INSTRUCTIONS TO FOLLOW: Which lines in the data below contain the string "white"? Show each of them.

(Stored data)
=-=-=

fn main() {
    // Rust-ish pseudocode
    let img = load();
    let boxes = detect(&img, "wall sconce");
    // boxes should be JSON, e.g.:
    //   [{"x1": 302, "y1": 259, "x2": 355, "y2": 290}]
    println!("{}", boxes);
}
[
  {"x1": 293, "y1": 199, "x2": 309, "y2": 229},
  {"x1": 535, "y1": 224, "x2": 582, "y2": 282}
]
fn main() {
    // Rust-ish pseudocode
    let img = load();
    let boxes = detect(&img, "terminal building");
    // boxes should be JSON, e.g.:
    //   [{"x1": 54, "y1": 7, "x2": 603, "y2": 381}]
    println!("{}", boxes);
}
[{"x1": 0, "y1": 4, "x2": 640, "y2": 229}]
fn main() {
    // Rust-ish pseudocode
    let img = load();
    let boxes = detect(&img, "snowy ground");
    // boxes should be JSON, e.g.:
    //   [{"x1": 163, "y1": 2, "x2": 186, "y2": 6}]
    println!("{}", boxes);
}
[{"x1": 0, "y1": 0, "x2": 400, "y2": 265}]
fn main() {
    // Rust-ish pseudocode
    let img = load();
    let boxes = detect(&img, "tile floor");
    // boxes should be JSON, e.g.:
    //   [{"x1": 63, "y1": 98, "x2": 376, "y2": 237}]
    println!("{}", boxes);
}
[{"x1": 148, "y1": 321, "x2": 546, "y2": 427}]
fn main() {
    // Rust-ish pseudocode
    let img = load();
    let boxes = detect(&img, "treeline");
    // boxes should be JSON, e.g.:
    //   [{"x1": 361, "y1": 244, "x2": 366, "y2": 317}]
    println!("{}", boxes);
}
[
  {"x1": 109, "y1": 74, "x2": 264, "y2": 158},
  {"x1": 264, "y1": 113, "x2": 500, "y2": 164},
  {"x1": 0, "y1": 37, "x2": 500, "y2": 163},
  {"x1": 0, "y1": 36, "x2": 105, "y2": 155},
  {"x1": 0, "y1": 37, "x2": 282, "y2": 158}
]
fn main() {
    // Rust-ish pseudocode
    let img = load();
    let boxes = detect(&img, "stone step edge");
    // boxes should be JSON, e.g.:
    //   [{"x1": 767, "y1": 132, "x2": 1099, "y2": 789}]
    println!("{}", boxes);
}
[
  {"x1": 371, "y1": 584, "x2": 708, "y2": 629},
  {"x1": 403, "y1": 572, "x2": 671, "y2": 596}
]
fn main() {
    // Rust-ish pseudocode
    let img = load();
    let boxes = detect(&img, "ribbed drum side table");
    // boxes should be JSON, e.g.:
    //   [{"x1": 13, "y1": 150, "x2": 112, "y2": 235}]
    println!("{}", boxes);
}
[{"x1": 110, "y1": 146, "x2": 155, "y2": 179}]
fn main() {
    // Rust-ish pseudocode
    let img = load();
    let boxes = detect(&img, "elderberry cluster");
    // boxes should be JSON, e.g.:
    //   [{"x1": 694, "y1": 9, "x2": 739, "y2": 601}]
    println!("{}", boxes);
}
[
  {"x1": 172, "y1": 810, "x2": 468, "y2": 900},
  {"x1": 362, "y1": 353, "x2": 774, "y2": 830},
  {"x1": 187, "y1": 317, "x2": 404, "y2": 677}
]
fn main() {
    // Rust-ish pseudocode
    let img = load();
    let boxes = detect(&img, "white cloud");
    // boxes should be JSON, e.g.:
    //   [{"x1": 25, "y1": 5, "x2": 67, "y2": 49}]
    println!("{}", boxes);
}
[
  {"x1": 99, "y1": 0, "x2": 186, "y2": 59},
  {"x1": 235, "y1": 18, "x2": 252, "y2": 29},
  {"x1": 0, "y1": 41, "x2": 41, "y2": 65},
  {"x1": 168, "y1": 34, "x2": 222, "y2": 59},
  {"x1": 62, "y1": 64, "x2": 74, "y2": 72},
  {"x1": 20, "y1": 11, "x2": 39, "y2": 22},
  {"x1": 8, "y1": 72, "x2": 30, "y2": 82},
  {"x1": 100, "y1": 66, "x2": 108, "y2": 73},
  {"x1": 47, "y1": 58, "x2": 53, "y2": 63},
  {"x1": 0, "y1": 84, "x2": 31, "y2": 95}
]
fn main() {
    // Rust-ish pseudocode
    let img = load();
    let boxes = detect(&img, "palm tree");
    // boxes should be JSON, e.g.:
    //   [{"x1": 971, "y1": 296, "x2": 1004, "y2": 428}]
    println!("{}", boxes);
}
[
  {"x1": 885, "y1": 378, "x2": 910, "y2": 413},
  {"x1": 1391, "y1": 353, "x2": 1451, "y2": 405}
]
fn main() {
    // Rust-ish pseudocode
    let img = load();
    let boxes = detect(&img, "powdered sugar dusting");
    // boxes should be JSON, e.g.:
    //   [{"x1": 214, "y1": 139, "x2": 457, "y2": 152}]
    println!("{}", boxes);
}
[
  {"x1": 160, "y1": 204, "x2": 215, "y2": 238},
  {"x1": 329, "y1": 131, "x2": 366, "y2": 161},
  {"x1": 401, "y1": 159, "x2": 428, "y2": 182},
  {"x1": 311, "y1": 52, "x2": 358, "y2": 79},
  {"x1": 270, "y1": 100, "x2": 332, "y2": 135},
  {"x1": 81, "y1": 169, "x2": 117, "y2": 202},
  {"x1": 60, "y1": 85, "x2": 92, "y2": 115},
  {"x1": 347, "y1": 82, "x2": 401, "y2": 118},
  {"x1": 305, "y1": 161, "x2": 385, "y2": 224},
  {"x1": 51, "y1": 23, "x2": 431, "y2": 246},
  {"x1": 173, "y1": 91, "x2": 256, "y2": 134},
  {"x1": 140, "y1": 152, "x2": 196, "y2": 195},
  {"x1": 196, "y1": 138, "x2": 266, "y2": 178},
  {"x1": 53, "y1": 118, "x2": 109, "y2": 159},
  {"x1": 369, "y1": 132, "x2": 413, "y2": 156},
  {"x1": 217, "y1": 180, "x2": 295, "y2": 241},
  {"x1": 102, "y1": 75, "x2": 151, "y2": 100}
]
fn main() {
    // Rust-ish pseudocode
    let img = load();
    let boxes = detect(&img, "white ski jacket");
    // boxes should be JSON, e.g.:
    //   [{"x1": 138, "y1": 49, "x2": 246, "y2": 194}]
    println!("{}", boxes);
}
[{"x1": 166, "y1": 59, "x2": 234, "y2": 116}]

=-=-=

RESULT OF THIS TASK:
    let boxes = detect(&img, "white cloud");
    let boxes = detect(&img, "white ski jacket");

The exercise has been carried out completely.